Text Block Start
A mail is an authenticated byte array with an encrypted body and a cleartext envelope. The mail can be up to two gigabytes in size, however, it must at this time fit into memory when loaded all at once. In practice mails will usually be much smaller than that.
Conclave Mail provides a variety of features that are useful when building secure applications.
The encryption key used by the enclave is private to that enclave but stable across restarts and enclave upgrades. This means messages encrypted and delivered by older clients can still be decrypted. The format uses the respected Noise protocol framework (with AES/GCM and SHA-256), which is the same cryptographic framework used by WhatsApp, the Linux kernel WireGuard protocol and I2P.
Mail allows a message to prove it came from the owner of a particular key, as well as being encrypted to a destination public key. Because of this it's easy to encrypt a reply to the sender, although how a public key is mapped to a physical computer is up to the app developer. This capability is useful for another reason: if an enclave has a notion of a user identifiable by public key, mail can be cryptographically authenticated as having come from that user. This avoids the need for complex user login processes: the login process can be handled outside of the enclave, without compromising security. The envelope is protected this way along with the encrypted body.
Mail has unencrypted but authenticated (tamperproof) headers that can be used to link messages together. This allows clients to structure a conversation as if they were using a socket, but also hold multiple conversations simultaneously. This can be used to implement usage tracking, prioritisation, or other tasks not directly relevant to data processing that the host can assist with (despite its untrusted nature). The mail headers contain the following fields:
- A topic. This can be used to distinguish between different streams of mail from the same client. It's a string and can be thought of as equivalent to an email subject. Topics are scoped per-sender and are not global. The client can send multiple streams of related mail by using a different topic for each stream, and it can do this concurrently. The topic is not parsed by Conclave and, to avoid replay attacks, should never be reused for an unrelated set of mail items in the future. A good value might thus contain a random UUID. Topics may be logged and used by your software to route or split mail streams in useful ways.
Text Block End
Data Block Start
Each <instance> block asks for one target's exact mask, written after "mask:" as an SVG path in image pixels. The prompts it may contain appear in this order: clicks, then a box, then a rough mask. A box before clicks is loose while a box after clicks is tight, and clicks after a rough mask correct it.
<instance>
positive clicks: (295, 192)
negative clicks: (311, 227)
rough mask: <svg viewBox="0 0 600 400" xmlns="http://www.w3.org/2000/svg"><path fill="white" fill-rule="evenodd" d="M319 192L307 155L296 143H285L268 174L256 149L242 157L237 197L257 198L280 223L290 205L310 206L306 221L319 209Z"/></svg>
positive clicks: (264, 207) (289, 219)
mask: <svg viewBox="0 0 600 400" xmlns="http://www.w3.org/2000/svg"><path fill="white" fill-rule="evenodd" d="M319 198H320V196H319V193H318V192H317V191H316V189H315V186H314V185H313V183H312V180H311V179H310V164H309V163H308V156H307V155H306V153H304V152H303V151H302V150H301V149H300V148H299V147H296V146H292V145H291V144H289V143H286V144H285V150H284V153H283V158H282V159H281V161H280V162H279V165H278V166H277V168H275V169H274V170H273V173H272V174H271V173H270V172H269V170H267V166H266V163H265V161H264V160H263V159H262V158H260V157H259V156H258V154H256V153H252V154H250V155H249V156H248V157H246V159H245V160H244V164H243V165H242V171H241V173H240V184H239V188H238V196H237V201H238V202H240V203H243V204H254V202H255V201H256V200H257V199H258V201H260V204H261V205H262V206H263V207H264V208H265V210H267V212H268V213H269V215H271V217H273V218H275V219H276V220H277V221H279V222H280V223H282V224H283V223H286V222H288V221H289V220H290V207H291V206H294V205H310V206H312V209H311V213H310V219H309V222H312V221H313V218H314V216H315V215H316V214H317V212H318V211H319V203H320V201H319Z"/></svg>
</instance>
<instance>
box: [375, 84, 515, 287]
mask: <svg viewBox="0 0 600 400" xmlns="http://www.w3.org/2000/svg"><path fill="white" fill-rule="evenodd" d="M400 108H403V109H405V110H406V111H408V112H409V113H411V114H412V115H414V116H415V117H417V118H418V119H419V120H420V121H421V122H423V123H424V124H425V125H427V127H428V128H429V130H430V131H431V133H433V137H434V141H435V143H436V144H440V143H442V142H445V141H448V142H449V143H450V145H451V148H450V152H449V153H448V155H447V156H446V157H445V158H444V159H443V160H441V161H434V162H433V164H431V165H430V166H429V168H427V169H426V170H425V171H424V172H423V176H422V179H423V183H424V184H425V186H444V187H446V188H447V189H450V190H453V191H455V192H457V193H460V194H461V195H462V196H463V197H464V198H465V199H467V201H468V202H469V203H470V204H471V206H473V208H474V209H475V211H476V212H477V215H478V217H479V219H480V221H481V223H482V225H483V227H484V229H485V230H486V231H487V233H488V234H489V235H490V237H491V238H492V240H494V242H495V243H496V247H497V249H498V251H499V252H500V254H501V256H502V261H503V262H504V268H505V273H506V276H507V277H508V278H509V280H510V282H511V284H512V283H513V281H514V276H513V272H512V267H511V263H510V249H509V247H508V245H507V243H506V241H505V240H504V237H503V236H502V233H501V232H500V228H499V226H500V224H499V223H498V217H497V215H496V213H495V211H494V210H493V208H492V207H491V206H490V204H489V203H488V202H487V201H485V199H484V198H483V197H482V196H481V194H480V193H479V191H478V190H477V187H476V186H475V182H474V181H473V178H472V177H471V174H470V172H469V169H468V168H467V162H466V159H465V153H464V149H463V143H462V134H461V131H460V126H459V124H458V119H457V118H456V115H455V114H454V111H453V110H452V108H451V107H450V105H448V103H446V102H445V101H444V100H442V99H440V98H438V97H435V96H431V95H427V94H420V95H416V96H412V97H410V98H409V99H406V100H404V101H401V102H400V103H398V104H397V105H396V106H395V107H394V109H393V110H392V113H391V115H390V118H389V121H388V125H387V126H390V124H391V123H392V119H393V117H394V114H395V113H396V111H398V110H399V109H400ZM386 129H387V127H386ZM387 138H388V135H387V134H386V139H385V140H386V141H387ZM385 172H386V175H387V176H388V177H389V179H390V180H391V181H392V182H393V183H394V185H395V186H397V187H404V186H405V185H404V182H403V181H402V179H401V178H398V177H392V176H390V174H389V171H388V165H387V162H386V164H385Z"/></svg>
Data Block End
# What to produce
Can you update the Conclave Mail text above by restating everything from "Mail allows a" down to "the encrypted body." with "app developer" replaced by "application developer"?

# Result of the task
Mail allows a message to prove it came from the owner of a particular key, as well as being encrypted to a destination public key. Because of this it's easy to encrypt a reply to the sender, although how a public key is mapped to a physical computer is up to the application developer. This capability is useful for another reason: if an enclave has a notion of a user identifiable by public key, mail can be cryptographically authenticated as having come from that user. This avoids the need for complex user login processes: the login process can be handled outside of the enclave, without compromising security. The envelope is protected this way along with the encrypted body.